**Challenge:**
Copy out the entries below word for word, starting at the line that contains "return mask of swimming pool" and ending at the last line of the entries.

**Information provided:**
# # #
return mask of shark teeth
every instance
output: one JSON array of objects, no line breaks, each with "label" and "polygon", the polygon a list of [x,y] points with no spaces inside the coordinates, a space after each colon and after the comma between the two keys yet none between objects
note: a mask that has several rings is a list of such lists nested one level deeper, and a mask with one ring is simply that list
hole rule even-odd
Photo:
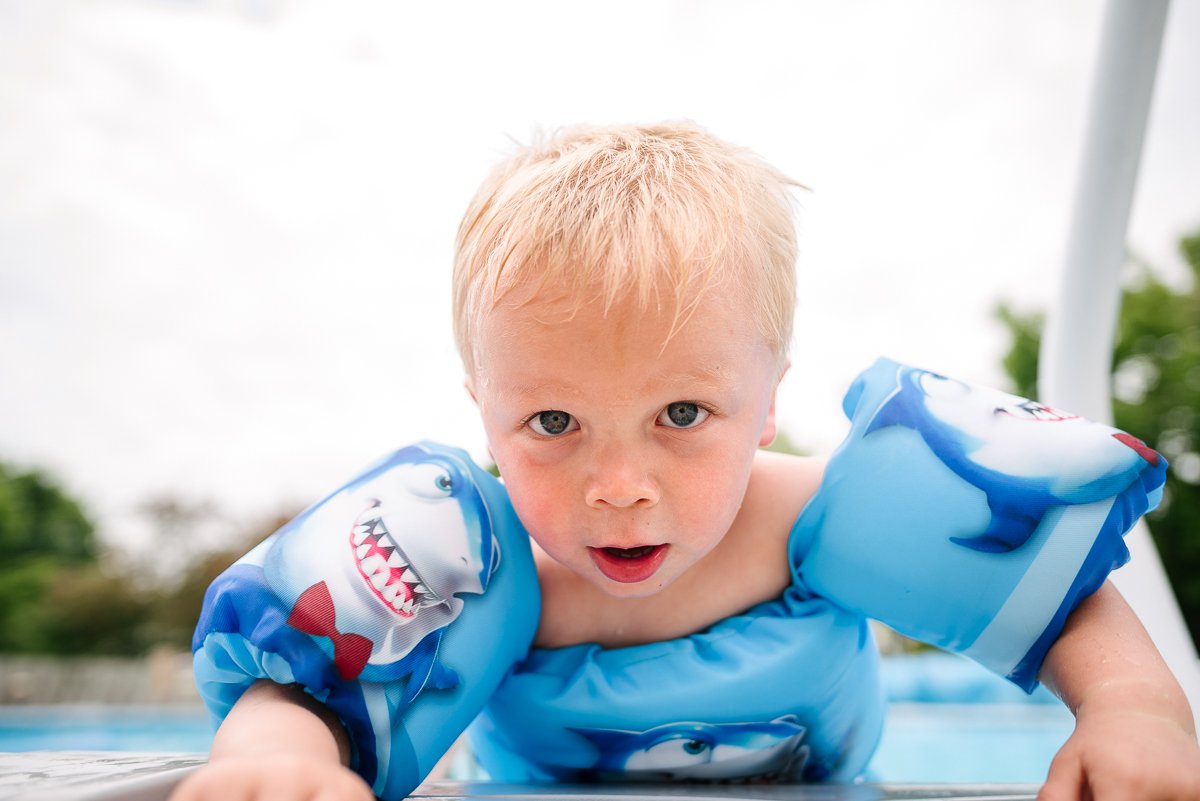
[{"label": "shark teeth", "polygon": [[421,609],[445,603],[421,580],[404,552],[392,540],[374,501],[354,522],[349,544],[359,573],[372,592],[392,613],[410,620]]}]

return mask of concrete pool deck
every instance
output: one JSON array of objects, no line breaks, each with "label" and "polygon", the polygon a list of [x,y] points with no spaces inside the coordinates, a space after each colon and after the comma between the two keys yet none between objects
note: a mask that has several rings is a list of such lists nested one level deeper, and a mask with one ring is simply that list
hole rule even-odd
[{"label": "concrete pool deck", "polygon": [[[0,801],[164,801],[198,753],[0,753]],[[1030,784],[500,784],[426,782],[421,801],[1033,801]]]}]

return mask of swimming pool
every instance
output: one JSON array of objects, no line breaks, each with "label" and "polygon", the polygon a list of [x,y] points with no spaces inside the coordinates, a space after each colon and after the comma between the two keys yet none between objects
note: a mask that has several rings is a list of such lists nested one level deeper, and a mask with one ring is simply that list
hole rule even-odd
[{"label": "swimming pool", "polygon": [[[890,700],[874,781],[1037,783],[1074,721],[959,657],[890,658]],[[0,751],[203,752],[199,706],[0,706]],[[464,777],[469,778],[469,777]]]}]

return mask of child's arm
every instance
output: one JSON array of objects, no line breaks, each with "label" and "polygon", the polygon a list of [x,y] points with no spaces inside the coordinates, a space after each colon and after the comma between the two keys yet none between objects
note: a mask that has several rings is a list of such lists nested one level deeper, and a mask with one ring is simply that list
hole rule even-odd
[{"label": "child's arm", "polygon": [[1068,618],[1039,679],[1075,713],[1039,801],[1200,799],[1188,700],[1111,584]]},{"label": "child's arm", "polygon": [[172,801],[374,796],[349,761],[349,740],[322,704],[296,687],[253,685],[212,741],[209,764],[184,781]]}]

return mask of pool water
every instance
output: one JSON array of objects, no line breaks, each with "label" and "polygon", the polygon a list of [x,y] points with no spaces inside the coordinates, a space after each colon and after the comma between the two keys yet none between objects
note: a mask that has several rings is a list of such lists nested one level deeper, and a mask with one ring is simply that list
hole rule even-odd
[{"label": "pool water", "polygon": [[[888,719],[869,778],[880,782],[1038,783],[1074,719],[959,657],[887,660]],[[198,706],[0,706],[0,752],[204,752]],[[463,778],[469,778],[464,776]]]}]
# # #
**Full answer:**
return mask of swimming pool
every instance
output: one JSON array of objects, no line breaks, each with "label" and "polygon", the polygon a list of [x,y] points with no spaces inside the coordinates, a space after each colon and after the comma between the two keys yet none between objects
note: a mask that has several rings is a list of such lists nested one level deeper, and a mask with one ring is simply that list
hole rule even-odd
[{"label": "swimming pool", "polygon": [[[890,700],[874,781],[1037,783],[1074,721],[959,657],[890,658]],[[0,751],[203,752],[199,706],[0,706]],[[464,777],[469,778],[469,777]]]}]

return mask of child's arm
every instance
output: one JSON array of objects, no line breaks, each with "label" and "polygon", the polygon a list of [x,y] points with no spaces inside the coordinates, a space after each colon and after the comma between the two keys yet none between objects
note: a mask that has several rings is a list of such lists nested one level deeper, and a mask with one ring is simply that list
hole rule even-odd
[{"label": "child's arm", "polygon": [[1068,618],[1039,679],[1075,713],[1039,801],[1200,799],[1188,700],[1111,584]]},{"label": "child's arm", "polygon": [[172,801],[374,796],[349,761],[349,740],[322,704],[296,687],[253,685],[212,741],[209,764],[184,781]]}]

return mask of pool water
every instance
output: one JSON array of objects, no line breaks, each with "label" and "polygon", the polygon a list of [x,y] points with no spaces inside the coordinates, a space after each colon and after the comma between the two keys yet none between objects
note: a mask that has several rings is a list of such lists nested one level deeper, and a mask with one ring is simply that list
hole rule even-odd
[{"label": "pool water", "polygon": [[[888,719],[869,778],[880,782],[1038,783],[1074,719],[959,657],[887,660]],[[198,706],[0,706],[0,752],[204,752]],[[463,778],[469,778],[464,776]]]}]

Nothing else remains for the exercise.